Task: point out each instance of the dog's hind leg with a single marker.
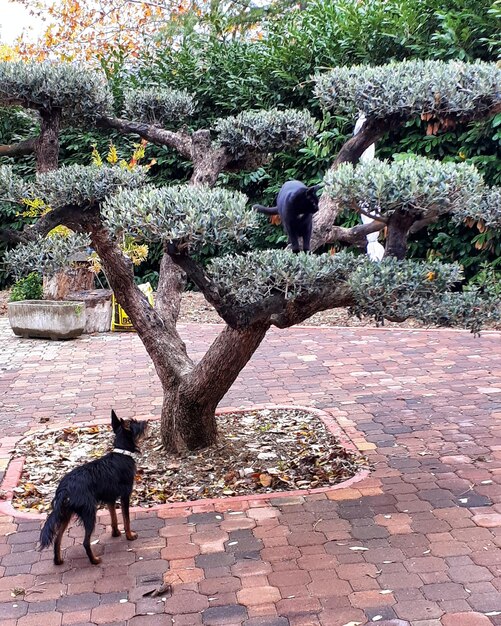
(124, 501)
(114, 521)
(63, 525)
(89, 522)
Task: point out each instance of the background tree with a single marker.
(254, 290)
(229, 70)
(114, 28)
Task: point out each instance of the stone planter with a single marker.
(48, 319)
(97, 304)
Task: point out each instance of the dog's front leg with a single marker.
(114, 521)
(124, 501)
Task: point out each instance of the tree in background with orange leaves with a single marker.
(89, 30)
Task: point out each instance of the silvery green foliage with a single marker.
(159, 106)
(82, 186)
(409, 88)
(402, 289)
(264, 131)
(419, 186)
(188, 215)
(251, 277)
(45, 256)
(12, 187)
(82, 93)
(487, 211)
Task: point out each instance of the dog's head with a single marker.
(128, 433)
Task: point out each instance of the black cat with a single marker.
(296, 204)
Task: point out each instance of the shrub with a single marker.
(29, 288)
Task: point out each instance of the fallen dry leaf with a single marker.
(259, 451)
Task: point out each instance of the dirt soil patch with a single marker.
(260, 451)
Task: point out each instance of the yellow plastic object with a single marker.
(120, 321)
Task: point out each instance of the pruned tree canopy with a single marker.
(253, 290)
(422, 188)
(185, 216)
(80, 92)
(158, 105)
(409, 88)
(264, 131)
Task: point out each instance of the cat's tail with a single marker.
(266, 210)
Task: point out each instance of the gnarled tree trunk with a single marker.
(188, 411)
(47, 144)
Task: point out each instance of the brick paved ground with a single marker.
(426, 406)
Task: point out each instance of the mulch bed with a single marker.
(260, 451)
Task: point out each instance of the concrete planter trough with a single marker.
(48, 319)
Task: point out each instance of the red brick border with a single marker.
(15, 466)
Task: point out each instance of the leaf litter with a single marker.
(259, 452)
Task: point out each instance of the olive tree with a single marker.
(252, 290)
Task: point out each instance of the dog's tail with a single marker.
(53, 523)
(266, 210)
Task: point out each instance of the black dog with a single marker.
(296, 204)
(101, 481)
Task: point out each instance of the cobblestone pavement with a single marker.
(416, 543)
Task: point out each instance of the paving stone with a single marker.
(267, 621)
(250, 596)
(186, 602)
(465, 619)
(428, 535)
(220, 615)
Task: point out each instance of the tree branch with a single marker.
(171, 283)
(68, 215)
(301, 308)
(180, 141)
(18, 149)
(228, 355)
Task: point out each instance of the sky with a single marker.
(13, 18)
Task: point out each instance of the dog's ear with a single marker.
(115, 422)
(315, 188)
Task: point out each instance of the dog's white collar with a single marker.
(126, 452)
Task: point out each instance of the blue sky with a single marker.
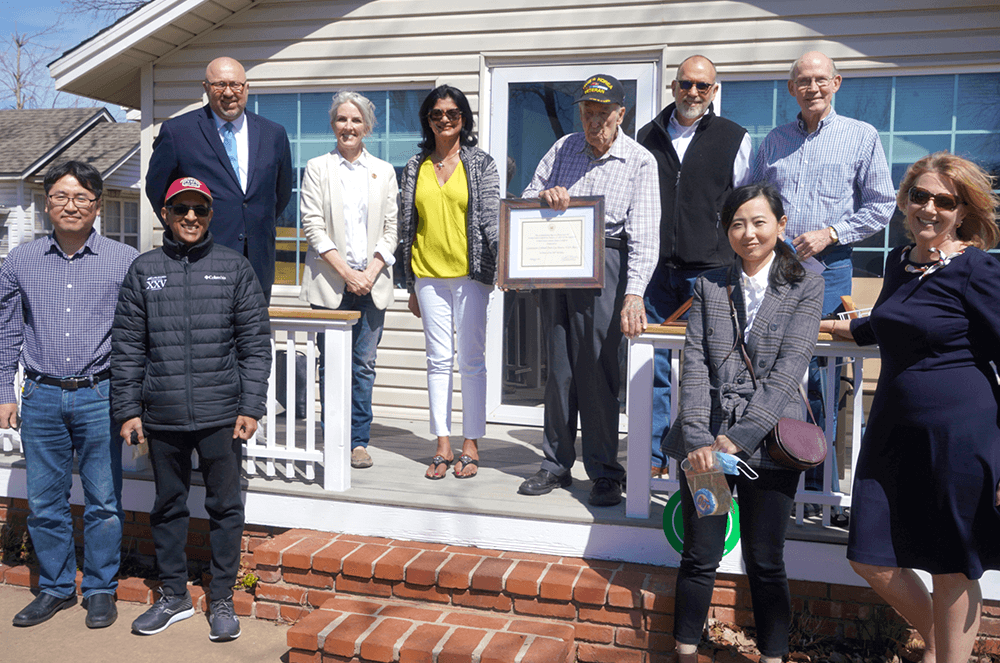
(30, 16)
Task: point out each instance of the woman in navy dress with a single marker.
(926, 489)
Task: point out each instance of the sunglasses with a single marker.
(453, 114)
(182, 210)
(702, 86)
(942, 201)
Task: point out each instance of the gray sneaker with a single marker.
(225, 624)
(167, 610)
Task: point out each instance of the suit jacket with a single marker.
(189, 146)
(717, 395)
(322, 205)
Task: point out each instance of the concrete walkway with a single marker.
(66, 638)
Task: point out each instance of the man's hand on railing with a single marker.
(245, 427)
(132, 431)
(8, 416)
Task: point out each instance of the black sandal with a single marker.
(466, 460)
(437, 462)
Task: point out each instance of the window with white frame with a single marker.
(306, 118)
(42, 225)
(914, 115)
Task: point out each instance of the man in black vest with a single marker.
(701, 158)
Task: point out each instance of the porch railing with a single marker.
(640, 402)
(291, 330)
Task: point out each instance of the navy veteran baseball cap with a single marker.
(183, 184)
(602, 88)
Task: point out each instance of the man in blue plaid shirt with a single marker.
(834, 180)
(57, 303)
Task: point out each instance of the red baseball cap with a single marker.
(187, 184)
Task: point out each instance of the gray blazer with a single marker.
(717, 395)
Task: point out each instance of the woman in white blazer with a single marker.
(349, 206)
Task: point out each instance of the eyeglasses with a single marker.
(453, 114)
(182, 210)
(702, 86)
(806, 83)
(220, 86)
(942, 201)
(81, 201)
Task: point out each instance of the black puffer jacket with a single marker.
(190, 346)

|---|

[EXERCISE AIM] Copy every one of the lines above word for word, and leave the pictures out.

[EXERCISE RESPONSE]
Task: point out each instance of the dog's hind leg with a single marker.
(124, 501)
(114, 521)
(63, 525)
(89, 522)
Task: point out each instance of the background tree with a single marker.
(254, 290)
(229, 70)
(114, 28)
Task: point out each instance of the stone planter with a single marker.
(48, 319)
(97, 304)
Task: point out each instance of the dog's front leg with a single marker.
(114, 521)
(124, 501)
Task: point out each instance of the tree in background with orange leaves with a single marker.
(89, 30)
Task: point out each instance of the silvery green foliage with a single marker.
(159, 106)
(82, 186)
(409, 88)
(402, 289)
(264, 131)
(419, 186)
(188, 215)
(251, 277)
(45, 256)
(12, 187)
(82, 93)
(487, 211)
Task: point out each instance of the dog's head with a single marker.
(128, 433)
Task: point out each instance of the black cat with a single marker.
(296, 204)
Task: point out each instance of the shrub with a single marker.
(29, 288)
Task: point out each instance of the fallen dry leaf with a single marker.
(259, 451)
Task: point out each instance of the dirt soil patch with a single marker.
(260, 451)
Task: point out each instance of the yellow plastic object with a single marker.
(120, 321)
Task: point out each instance of the pruned tree canopy with a single marker.
(253, 290)
(422, 188)
(185, 216)
(80, 92)
(158, 105)
(409, 88)
(264, 131)
Task: point out each instance of the cat's tail with a single marker.
(266, 210)
Task: point out each instance of the gnarled tree trunk with a single marker.
(188, 411)
(47, 144)
Task: point out each instance of the brick paved ground with a single marker.
(426, 406)
Task: point out each instance of the mulch bed with a single marker.
(260, 451)
Task: point out each instance of the concrete planter trough with a single marker.
(48, 319)
Task: point out each instance of the red brick border with a single marker.
(15, 466)
Task: point out each instance of the leaf litter with a single marker.
(259, 452)
Task: point out each instance of the olive tree with a single marker.
(252, 290)
Task: point out each instance of the dog's tail with a single marker.
(53, 523)
(266, 210)
Task: point out each instance of the black dog with a single marker.
(296, 204)
(101, 481)
Task: point out each instance of the cobblestone pavement with a single marker.
(416, 543)
Task: point out each instance of the paving stone with a single marker.
(267, 621)
(250, 596)
(186, 602)
(465, 619)
(428, 535)
(220, 615)
Task: point out each instance of the tree branch with a single marker.
(171, 283)
(68, 215)
(301, 308)
(180, 141)
(18, 149)
(228, 355)
Task: point out each instance of the sky with a single marker.
(13, 18)
Task: point out each instance of the dog's ear with a single marker.
(115, 422)
(315, 188)
Task: point out each instance of the dog's white collar with a single marker.
(126, 452)
Task: point out each instance of the blue sky with a single marker.
(30, 16)
Task: point out each instance of the woman in navy dress with a single marker.
(926, 489)
Task: point out each instance of the sunglasses with a single marker.
(453, 114)
(182, 210)
(702, 86)
(942, 201)
Task: point out each instance of the gray sneaker with a single marker.
(225, 624)
(167, 610)
Task: point out each instance of the suit jacket with a single marker.
(189, 146)
(717, 395)
(322, 205)
Task: point out each instance of the concrete walkway with a single marker.
(66, 638)
Task: point out each instance of the man's hand on railing with a single marker.
(245, 427)
(132, 431)
(8, 416)
Task: point out each instance of the black sandal with a single marker.
(466, 460)
(437, 462)
Task: point out each instance of the window with white frame with a single marker.
(306, 118)
(42, 225)
(914, 115)
Task: point out each instance of the man in black vest with a single marker.
(701, 158)
Task: point out each instance of the porch railing with a single marker.
(640, 402)
(291, 330)
Task: point out each instance of the navy veteran baseball cap with a single marker.
(183, 184)
(602, 88)
Task: point out each instance of the man in blue plaid shirt with a single marker.
(834, 180)
(57, 303)
Task: point out each instance of the red baseball cap with a single marker.
(187, 184)
Task: point out each instance of the gray blazer with a single marker.
(717, 395)
Task: point out each instance of the woman in white blazer with a single marker.
(349, 206)
Task: point out each instance of the eyeglasses with a single marker.
(453, 114)
(182, 210)
(702, 86)
(806, 83)
(220, 86)
(942, 201)
(81, 201)
Task: point out each instance of the black puffer jacket with a single marker.
(190, 346)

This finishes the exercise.